*Given passage*:
-------------------------

The versatility and sensitivity of the dual color ratiometric approach was well illustrated by its application to the study of virions (virus particles) derived from HIV (human immunodeficiency virus), SIV (simian immunodeficiency virus), and host cell-derived microvescicles (Krishnamoorthy et al., 2009). Microvesicles are carved out of enriched raft-like microdomains by exocytosis and are critical part of normal development and homeostasis. Comparative analysis of glycome profiling using a 68-lectin array (which included galectin-1 in addition to plant-derived lectins) revealed that both HIV virions and host-derived microvesicles have strikingly similar glycosylation patterns and hence the ability to evade immune detection (Hirabayashi, 2009). Comparison of HIV and SIV indicated subtle differences in the levels of glycoforms of gp120, which was a major differential compared to host microvesicles. Novel anti-HIV therapy that seeks to exploit the binding of lectins, such as cyanovirin, to high-mannose structures of gp120 may have to tread cautiously as they may obstruct the native microvesicular pathway as well (Li et al., 2008).

-------------------------

In the passage on virion glycome profiling, how many lectins did the array used for the comparative analysis contain?

-------------------------

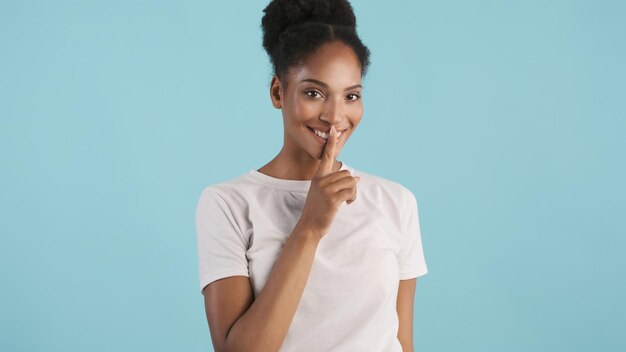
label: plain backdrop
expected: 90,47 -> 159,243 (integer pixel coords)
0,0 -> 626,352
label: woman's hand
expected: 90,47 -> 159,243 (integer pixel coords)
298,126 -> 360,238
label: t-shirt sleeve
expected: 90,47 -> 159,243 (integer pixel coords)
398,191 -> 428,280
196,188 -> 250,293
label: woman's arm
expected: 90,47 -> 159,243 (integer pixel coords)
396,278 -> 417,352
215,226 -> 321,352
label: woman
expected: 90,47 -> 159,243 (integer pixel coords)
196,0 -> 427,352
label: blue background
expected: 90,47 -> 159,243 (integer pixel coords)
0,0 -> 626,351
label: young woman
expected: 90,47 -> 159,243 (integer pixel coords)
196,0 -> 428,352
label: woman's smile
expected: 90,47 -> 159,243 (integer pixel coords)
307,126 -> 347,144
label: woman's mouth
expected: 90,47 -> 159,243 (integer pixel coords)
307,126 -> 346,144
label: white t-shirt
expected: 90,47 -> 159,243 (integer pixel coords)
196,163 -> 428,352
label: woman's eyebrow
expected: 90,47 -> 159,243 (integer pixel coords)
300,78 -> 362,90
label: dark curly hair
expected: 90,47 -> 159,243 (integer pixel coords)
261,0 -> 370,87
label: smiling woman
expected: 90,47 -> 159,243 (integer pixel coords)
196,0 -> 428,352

-------------------------

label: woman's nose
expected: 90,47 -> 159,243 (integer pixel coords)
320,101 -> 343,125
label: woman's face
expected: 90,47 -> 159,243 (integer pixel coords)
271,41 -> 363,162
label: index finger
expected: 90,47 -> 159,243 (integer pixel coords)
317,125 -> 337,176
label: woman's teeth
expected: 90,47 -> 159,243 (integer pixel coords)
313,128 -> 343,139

-------------------------

*Output below*: The array contained 68 lectins.